**Stated task:** Can all of these lines be returned exactly?

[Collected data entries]
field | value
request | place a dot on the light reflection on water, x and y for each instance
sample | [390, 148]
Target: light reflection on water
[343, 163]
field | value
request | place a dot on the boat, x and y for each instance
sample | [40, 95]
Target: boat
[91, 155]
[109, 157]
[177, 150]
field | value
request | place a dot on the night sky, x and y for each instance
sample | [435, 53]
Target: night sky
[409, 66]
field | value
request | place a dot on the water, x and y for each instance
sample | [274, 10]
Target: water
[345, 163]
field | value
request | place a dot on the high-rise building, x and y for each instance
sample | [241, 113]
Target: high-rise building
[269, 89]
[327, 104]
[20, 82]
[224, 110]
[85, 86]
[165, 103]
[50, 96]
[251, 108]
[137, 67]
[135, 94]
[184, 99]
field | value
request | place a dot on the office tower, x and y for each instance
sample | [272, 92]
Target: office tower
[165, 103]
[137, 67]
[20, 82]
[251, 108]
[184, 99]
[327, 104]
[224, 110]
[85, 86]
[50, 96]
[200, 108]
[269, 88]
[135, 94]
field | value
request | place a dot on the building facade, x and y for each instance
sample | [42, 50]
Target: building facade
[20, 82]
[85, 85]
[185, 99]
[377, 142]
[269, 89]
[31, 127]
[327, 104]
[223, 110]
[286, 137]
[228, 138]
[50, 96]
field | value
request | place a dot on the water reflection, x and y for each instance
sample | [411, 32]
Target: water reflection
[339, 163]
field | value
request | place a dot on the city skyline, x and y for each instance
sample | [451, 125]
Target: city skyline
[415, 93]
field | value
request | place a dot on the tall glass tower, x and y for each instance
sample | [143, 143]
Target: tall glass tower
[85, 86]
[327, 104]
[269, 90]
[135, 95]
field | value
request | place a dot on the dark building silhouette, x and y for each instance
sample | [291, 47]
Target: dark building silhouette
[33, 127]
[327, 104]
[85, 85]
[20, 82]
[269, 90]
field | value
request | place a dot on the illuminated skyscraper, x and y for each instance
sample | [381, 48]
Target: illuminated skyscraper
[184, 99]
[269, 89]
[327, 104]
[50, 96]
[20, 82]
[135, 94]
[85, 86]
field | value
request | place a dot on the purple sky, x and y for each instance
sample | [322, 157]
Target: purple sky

**Complete output:**
field | value
request | place a dot on the light reflection on water, x and y for each instance
sample | [390, 148]
Target: light reflection on water
[343, 163]
field | value
request | place a dot on the boat, x and y for each instance
sample | [40, 95]
Target: boat
[91, 155]
[109, 157]
[177, 150]
field | value
request | place a dot on the night sky, x and y for each instance
sample | [435, 53]
Target: night sky
[409, 66]
field | value
request | place a dot on the water, x and y for each instance
sample | [274, 10]
Target: water
[345, 163]
field | value
request | place a dot on the high-rise building, x and y for each instance
sample | [241, 113]
Target: high-rise building
[269, 89]
[327, 104]
[20, 82]
[224, 110]
[85, 86]
[165, 103]
[50, 96]
[251, 108]
[137, 67]
[135, 94]
[184, 99]
field | value
request | place a dot on the office tower, x and y for each instance
sample | [272, 92]
Target: office tower
[165, 103]
[137, 67]
[20, 82]
[251, 108]
[184, 99]
[327, 104]
[224, 110]
[85, 86]
[50, 96]
[200, 108]
[269, 88]
[135, 94]
field | value
request | place a dot on the building facade, x and y for each instance
sample | [42, 50]
Target: building facade
[20, 82]
[85, 85]
[185, 99]
[377, 142]
[269, 89]
[31, 127]
[327, 104]
[223, 110]
[286, 137]
[228, 138]
[50, 96]
field | value
request | place a dot on the water reflection, x and y for each instance
sample | [411, 32]
Target: water reflection
[339, 163]
field | value
request | place a dot on the city skyline, x and y for each instance
sample | [451, 125]
Target: city skyline
[415, 93]
field | value
request | place a dot on the tall glass tower, x and y for each instance
sample | [143, 143]
Target: tall glass tower
[85, 86]
[327, 104]
[269, 90]
[135, 95]
field | value
request | place a dot on the dark building silhouette, x and y for each instance
sample | [291, 47]
Target: dark building silhouette
[33, 127]
[327, 104]
[85, 85]
[20, 82]
[269, 90]
field | value
request | place a dot on the illuminated skyscraper, x and y for each instance
sample | [381, 48]
Target: illuminated skyscraper
[184, 99]
[269, 89]
[327, 104]
[50, 96]
[20, 82]
[135, 94]
[85, 86]
field | value
request | place a dot on the purple sky, x and y for each instance
sample | [322, 157]
Target: purple sky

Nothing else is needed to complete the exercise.